◆ WHAT THE TASK REQUIRES:
Identify each line in the items below that contains the word "dark", and copy all of those lines.
==== RECORDS FOR THIS EXERCISE ====
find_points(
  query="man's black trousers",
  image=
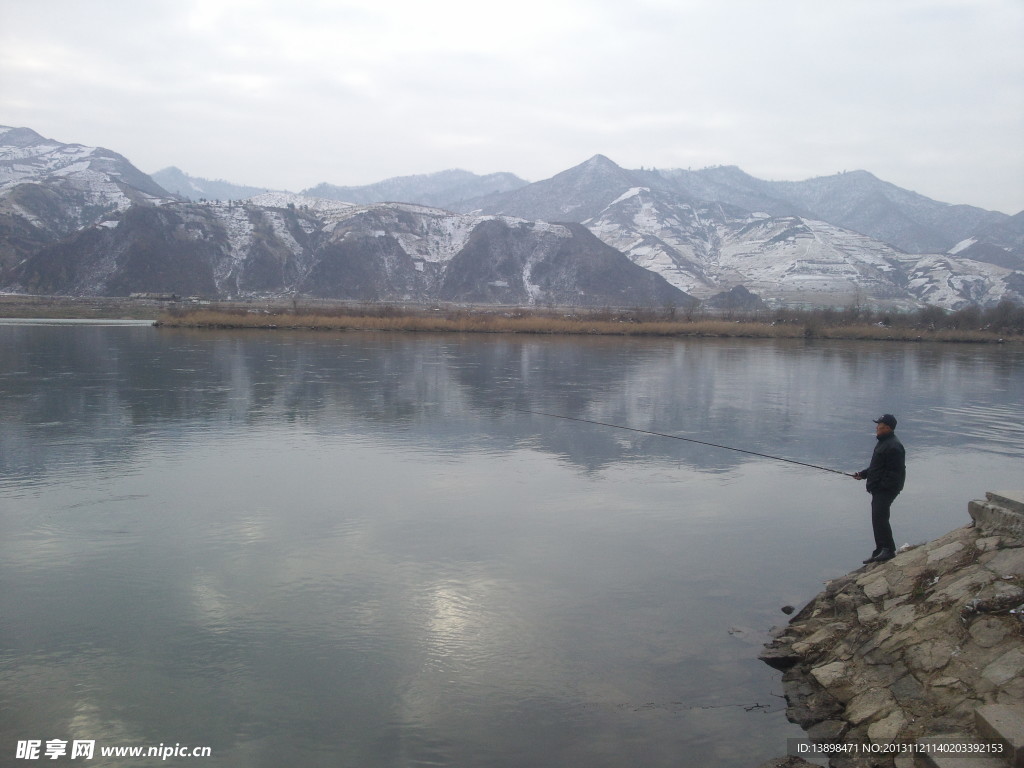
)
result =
(880, 521)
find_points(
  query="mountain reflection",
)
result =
(74, 396)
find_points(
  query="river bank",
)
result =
(604, 323)
(916, 647)
(342, 315)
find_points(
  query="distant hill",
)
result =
(196, 188)
(49, 189)
(81, 220)
(442, 189)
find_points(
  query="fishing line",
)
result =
(687, 439)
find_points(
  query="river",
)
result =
(359, 549)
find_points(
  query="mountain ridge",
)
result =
(69, 224)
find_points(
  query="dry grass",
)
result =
(548, 323)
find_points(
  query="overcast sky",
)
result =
(928, 94)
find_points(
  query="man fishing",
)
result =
(885, 476)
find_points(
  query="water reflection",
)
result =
(354, 549)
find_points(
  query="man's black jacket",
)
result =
(888, 469)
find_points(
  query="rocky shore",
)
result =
(926, 645)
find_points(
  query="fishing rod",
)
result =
(687, 439)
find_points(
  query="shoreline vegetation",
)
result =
(1001, 324)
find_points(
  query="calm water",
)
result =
(355, 550)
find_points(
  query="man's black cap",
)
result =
(888, 419)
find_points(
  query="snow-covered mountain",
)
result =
(383, 252)
(194, 187)
(49, 189)
(856, 200)
(442, 189)
(83, 220)
(711, 231)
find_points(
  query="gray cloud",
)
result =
(926, 94)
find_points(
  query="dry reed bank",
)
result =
(923, 326)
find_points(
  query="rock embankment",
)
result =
(910, 648)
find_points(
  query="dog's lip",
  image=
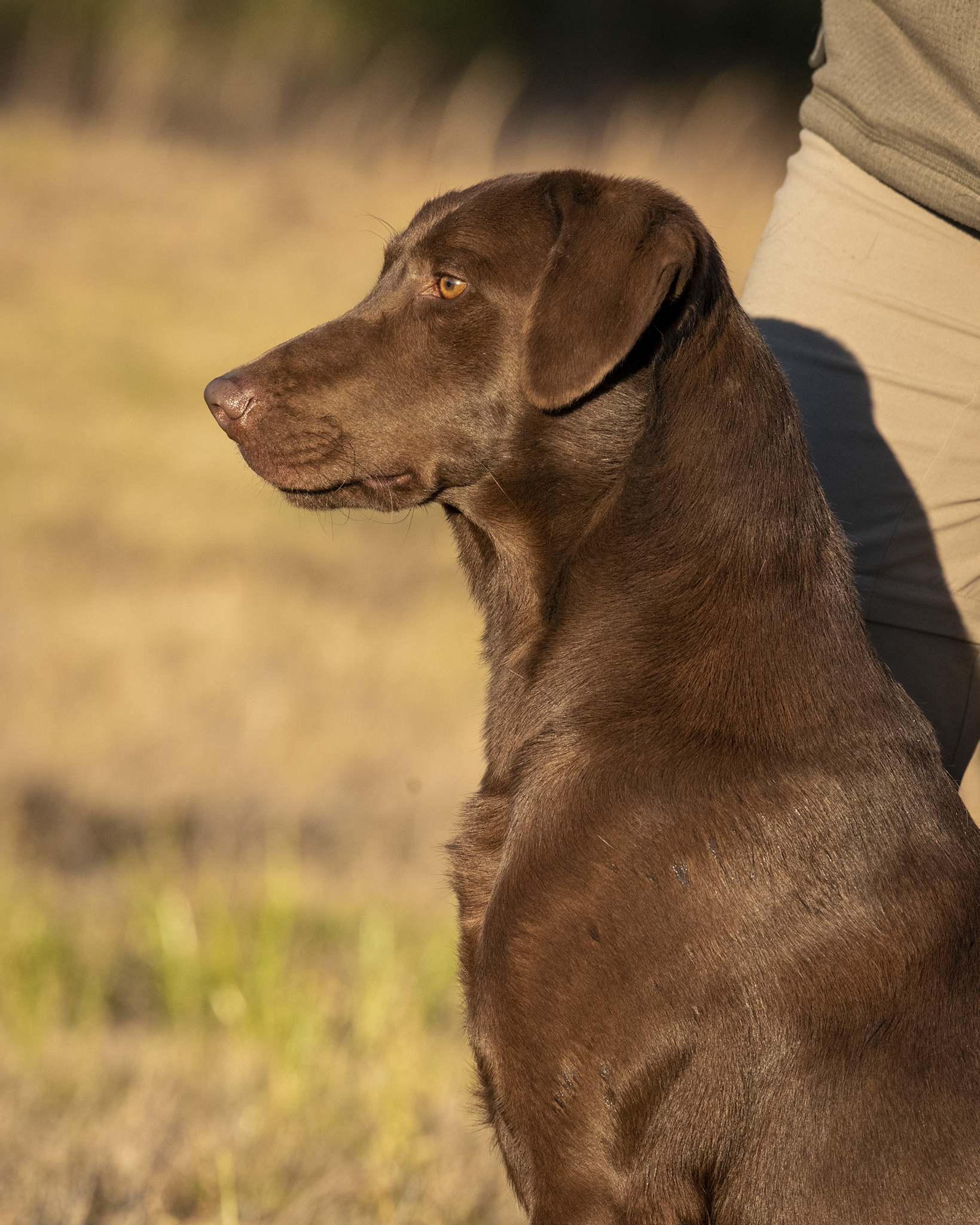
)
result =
(378, 483)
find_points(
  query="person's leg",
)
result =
(871, 307)
(942, 677)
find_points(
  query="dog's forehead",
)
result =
(491, 221)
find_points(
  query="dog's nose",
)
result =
(228, 401)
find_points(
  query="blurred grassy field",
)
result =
(234, 735)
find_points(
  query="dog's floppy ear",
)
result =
(622, 246)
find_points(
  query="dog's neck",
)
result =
(621, 556)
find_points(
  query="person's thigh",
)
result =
(942, 677)
(871, 305)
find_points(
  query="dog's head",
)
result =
(514, 297)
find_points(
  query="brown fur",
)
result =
(718, 900)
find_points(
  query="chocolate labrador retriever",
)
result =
(718, 900)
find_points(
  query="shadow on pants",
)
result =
(884, 519)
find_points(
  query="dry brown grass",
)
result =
(233, 736)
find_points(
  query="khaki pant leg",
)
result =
(871, 305)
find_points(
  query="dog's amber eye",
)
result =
(451, 287)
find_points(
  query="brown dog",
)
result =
(718, 900)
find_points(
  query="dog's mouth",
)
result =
(350, 493)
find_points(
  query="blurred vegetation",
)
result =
(219, 1039)
(266, 66)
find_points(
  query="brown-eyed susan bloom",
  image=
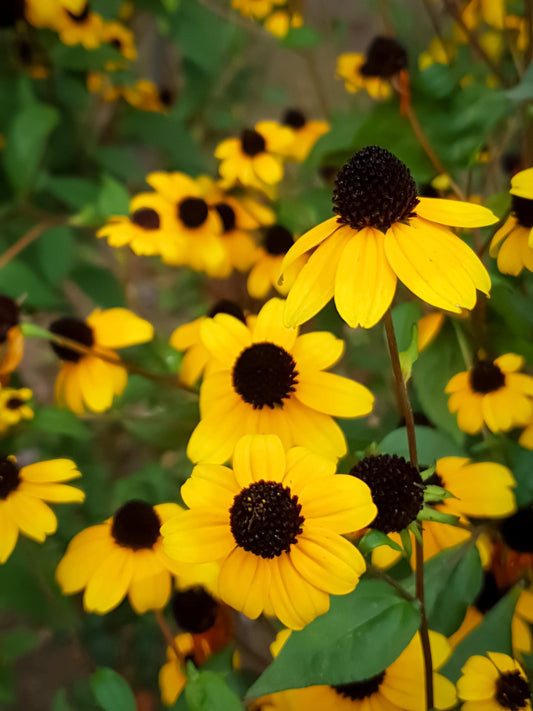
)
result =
(384, 59)
(122, 556)
(513, 243)
(24, 492)
(385, 232)
(254, 158)
(493, 683)
(264, 378)
(492, 392)
(399, 687)
(86, 381)
(274, 522)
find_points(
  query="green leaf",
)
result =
(492, 635)
(431, 444)
(113, 198)
(26, 142)
(207, 691)
(112, 691)
(362, 634)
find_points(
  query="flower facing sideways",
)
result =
(385, 232)
(274, 523)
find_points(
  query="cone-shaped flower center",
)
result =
(252, 142)
(264, 375)
(397, 490)
(82, 16)
(9, 477)
(193, 212)
(278, 240)
(294, 118)
(486, 377)
(265, 519)
(194, 609)
(384, 58)
(75, 329)
(136, 525)
(146, 218)
(9, 316)
(512, 691)
(224, 306)
(360, 689)
(227, 215)
(517, 531)
(374, 189)
(523, 209)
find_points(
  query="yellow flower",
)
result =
(277, 241)
(305, 133)
(399, 687)
(11, 338)
(23, 493)
(267, 379)
(384, 59)
(274, 522)
(491, 392)
(384, 232)
(513, 243)
(122, 556)
(150, 228)
(254, 159)
(493, 683)
(13, 407)
(86, 382)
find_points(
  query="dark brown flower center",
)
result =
(486, 377)
(76, 330)
(374, 189)
(224, 306)
(194, 609)
(265, 519)
(9, 477)
(512, 691)
(523, 209)
(278, 240)
(227, 215)
(294, 118)
(252, 142)
(146, 218)
(384, 58)
(264, 375)
(136, 525)
(397, 490)
(360, 689)
(193, 212)
(9, 316)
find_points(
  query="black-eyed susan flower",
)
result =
(149, 228)
(23, 493)
(87, 382)
(187, 338)
(122, 556)
(384, 59)
(492, 392)
(276, 242)
(274, 521)
(254, 159)
(493, 683)
(11, 338)
(399, 687)
(385, 232)
(14, 407)
(264, 378)
(305, 133)
(513, 243)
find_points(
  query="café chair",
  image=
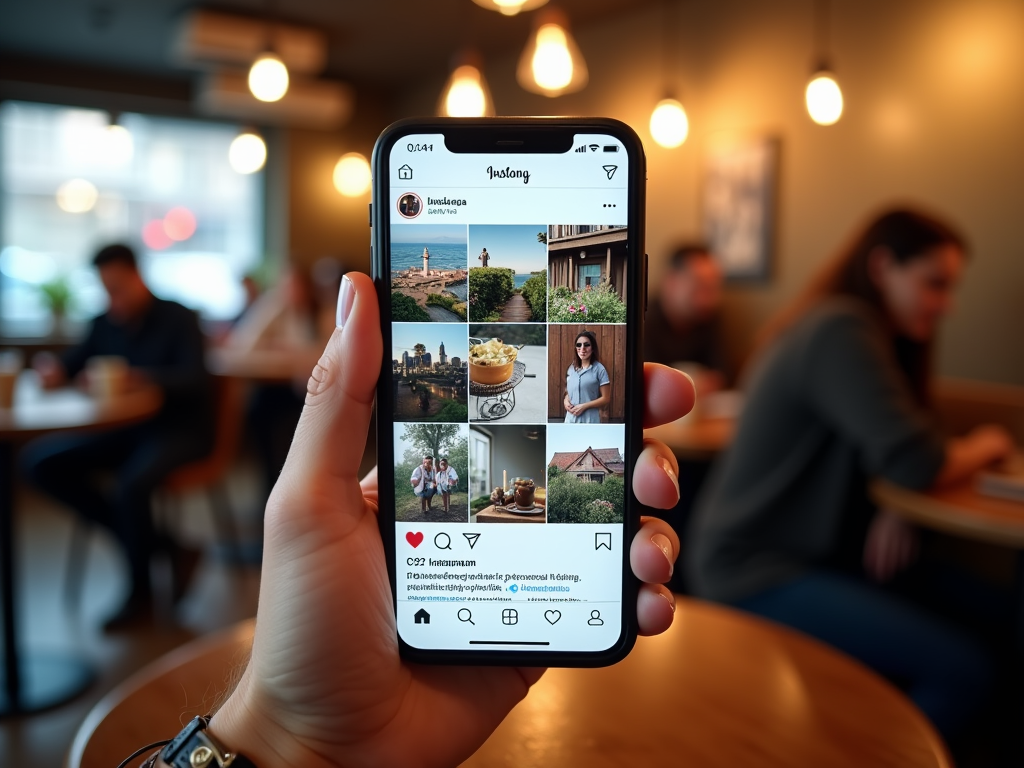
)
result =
(208, 474)
(152, 704)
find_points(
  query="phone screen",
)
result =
(509, 278)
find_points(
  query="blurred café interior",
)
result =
(832, 183)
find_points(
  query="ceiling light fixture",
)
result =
(510, 7)
(351, 175)
(669, 124)
(77, 196)
(268, 78)
(247, 153)
(466, 93)
(552, 64)
(823, 96)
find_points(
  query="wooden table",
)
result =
(705, 433)
(958, 510)
(32, 682)
(268, 366)
(720, 689)
(496, 514)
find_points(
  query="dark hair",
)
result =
(594, 357)
(907, 235)
(115, 254)
(685, 253)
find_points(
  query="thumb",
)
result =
(331, 435)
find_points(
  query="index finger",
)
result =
(669, 394)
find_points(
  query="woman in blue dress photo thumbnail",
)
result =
(588, 388)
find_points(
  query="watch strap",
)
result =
(194, 748)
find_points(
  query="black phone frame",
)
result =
(516, 135)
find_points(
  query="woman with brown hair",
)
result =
(837, 394)
(587, 383)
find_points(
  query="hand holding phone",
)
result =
(325, 684)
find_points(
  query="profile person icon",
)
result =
(410, 205)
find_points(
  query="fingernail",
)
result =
(671, 598)
(667, 467)
(346, 297)
(662, 542)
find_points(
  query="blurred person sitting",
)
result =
(162, 344)
(839, 393)
(682, 323)
(286, 317)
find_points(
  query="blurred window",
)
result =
(71, 183)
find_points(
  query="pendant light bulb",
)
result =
(510, 7)
(551, 64)
(351, 175)
(466, 94)
(669, 124)
(823, 97)
(268, 78)
(247, 154)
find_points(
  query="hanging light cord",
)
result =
(670, 45)
(821, 22)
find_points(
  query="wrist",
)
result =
(244, 726)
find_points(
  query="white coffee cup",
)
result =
(108, 376)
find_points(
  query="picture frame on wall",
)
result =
(739, 206)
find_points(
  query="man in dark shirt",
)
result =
(162, 343)
(682, 322)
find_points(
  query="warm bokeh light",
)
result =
(179, 223)
(154, 236)
(510, 7)
(268, 78)
(551, 64)
(351, 175)
(247, 153)
(669, 124)
(824, 99)
(466, 94)
(77, 196)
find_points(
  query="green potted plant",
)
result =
(57, 296)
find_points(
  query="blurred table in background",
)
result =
(719, 689)
(958, 510)
(707, 431)
(267, 366)
(33, 682)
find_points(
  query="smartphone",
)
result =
(509, 259)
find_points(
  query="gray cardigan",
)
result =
(825, 407)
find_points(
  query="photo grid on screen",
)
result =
(508, 359)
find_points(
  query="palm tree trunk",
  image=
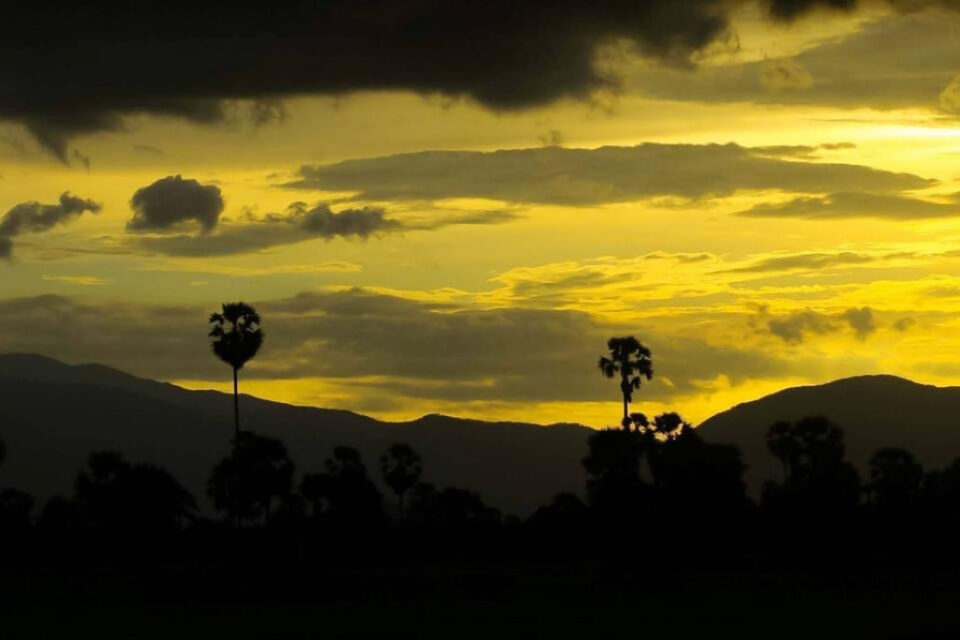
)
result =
(236, 407)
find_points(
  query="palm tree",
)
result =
(237, 337)
(401, 468)
(632, 361)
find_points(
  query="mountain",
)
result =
(874, 411)
(52, 415)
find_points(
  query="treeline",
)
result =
(657, 496)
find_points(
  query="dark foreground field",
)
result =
(462, 601)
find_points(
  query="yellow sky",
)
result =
(503, 317)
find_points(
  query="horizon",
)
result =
(413, 418)
(765, 198)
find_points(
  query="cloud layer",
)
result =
(173, 200)
(183, 59)
(33, 217)
(576, 177)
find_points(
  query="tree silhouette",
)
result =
(343, 492)
(401, 468)
(120, 498)
(632, 362)
(819, 485)
(237, 337)
(246, 484)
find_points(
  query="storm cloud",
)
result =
(897, 61)
(582, 177)
(33, 217)
(298, 223)
(184, 59)
(173, 200)
(855, 205)
(793, 328)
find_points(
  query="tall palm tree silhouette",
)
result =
(632, 361)
(237, 337)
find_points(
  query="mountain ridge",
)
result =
(53, 414)
(875, 411)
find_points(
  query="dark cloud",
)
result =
(900, 61)
(147, 150)
(297, 224)
(805, 261)
(804, 152)
(855, 205)
(81, 158)
(791, 9)
(861, 321)
(301, 222)
(577, 177)
(903, 324)
(170, 201)
(794, 327)
(33, 217)
(183, 59)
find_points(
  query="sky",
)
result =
(449, 208)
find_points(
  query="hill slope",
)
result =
====
◆ RESULT BELOW:
  query="dark brown flower center",
  query="dark hair",
  query="man in dark shirt",
  query="dark foreground field",
  query="dark cloud",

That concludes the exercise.